Format the lines of the rows below as a JSON list of strings, one string per line, skipping blank lines. Include only the lines from the one with "Locate the license" to the one with "x=115, y=119", both ends included.

-- start GIVEN DATA --

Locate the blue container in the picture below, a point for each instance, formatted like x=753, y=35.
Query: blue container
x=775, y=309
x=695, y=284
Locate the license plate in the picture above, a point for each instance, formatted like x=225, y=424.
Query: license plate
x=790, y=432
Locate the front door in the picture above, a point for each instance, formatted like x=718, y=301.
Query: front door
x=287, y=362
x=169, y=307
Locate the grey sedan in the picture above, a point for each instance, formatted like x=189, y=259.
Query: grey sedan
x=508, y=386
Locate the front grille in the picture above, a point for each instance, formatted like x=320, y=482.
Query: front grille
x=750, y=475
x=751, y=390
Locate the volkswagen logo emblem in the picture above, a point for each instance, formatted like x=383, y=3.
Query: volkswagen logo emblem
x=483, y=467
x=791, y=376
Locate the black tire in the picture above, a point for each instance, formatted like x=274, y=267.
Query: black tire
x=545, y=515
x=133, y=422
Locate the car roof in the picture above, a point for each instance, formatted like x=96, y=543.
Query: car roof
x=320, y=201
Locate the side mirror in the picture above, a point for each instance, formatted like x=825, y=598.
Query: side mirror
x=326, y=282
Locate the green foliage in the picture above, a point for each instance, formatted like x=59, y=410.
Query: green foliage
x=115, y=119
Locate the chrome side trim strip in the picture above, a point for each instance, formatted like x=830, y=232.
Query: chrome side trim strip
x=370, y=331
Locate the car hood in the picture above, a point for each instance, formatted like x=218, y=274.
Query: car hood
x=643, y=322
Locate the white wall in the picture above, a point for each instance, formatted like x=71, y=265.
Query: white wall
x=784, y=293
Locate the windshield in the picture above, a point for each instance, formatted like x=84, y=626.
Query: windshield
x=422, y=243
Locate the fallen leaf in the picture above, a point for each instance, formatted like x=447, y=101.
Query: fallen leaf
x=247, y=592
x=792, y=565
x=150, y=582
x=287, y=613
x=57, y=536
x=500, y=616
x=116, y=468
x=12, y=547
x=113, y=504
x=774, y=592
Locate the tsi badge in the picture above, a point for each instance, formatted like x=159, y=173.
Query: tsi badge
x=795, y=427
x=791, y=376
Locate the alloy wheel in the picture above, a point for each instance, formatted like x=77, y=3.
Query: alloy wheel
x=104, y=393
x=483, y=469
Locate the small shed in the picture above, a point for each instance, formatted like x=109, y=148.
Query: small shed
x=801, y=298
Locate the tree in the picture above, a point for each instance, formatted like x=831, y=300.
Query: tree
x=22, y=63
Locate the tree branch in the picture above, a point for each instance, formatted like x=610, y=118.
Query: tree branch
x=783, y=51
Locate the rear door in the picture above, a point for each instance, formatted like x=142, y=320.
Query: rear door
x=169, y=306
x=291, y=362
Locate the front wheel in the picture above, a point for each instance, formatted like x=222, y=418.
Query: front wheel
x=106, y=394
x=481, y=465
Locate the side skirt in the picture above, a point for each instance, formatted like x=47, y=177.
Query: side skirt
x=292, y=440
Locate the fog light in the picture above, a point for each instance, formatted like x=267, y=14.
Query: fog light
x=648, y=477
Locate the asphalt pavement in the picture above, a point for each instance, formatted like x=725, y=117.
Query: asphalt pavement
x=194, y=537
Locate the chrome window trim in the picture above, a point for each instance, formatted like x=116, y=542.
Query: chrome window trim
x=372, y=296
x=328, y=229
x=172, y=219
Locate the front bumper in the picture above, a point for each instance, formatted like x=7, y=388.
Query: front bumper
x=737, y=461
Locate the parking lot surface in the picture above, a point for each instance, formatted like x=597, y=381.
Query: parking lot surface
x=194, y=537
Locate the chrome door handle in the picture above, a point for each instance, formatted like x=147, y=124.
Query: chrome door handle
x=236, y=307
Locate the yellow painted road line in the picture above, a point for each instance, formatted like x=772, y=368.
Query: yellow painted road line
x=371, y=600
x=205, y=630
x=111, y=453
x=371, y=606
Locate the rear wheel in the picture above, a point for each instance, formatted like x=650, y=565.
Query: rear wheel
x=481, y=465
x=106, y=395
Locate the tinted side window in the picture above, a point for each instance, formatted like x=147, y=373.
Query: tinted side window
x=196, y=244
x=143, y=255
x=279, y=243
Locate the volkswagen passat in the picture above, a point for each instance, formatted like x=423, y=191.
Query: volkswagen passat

-- end GIVEN DATA --

EXERCISE ANSWER:
[
  "Locate the license plate in the picture above, a point for each instance, formatted like x=225, y=424.",
  "Query: license plate",
  "x=790, y=432",
  "Locate the front door in the picture above, a point for each instance, formatted like x=718, y=301.",
  "Query: front door",
  "x=287, y=362",
  "x=169, y=307",
  "Locate the grey sedan in the picture above, a point for each instance, formatted like x=189, y=259.",
  "Query: grey sedan",
  "x=508, y=386",
  "Locate the front grille in the picture above, a point for each instance, formatted like x=320, y=482.",
  "Query: front grille",
  "x=750, y=475",
  "x=751, y=390",
  "Locate the volkswagen logo emblem in the picture above, a point for each instance, formatted like x=383, y=3.",
  "Query: volkswagen logo emblem",
  "x=483, y=467",
  "x=791, y=376",
  "Locate the black tire in the picture above, a point for each instance, formatted like x=274, y=267.",
  "Query: black tire",
  "x=545, y=515",
  "x=133, y=422",
  "Locate the car roof in the picture above, a point for each instance, formatted like x=96, y=543.",
  "Query: car roof",
  "x=320, y=201",
  "Locate the side mirror in the picture above, a point for each instance, formatted like x=825, y=598.",
  "Query: side mirror",
  "x=326, y=282",
  "Locate the green foliage in the picture above, a point for each instance, formatted like x=59, y=410.",
  "Query: green foliage",
  "x=115, y=119"
]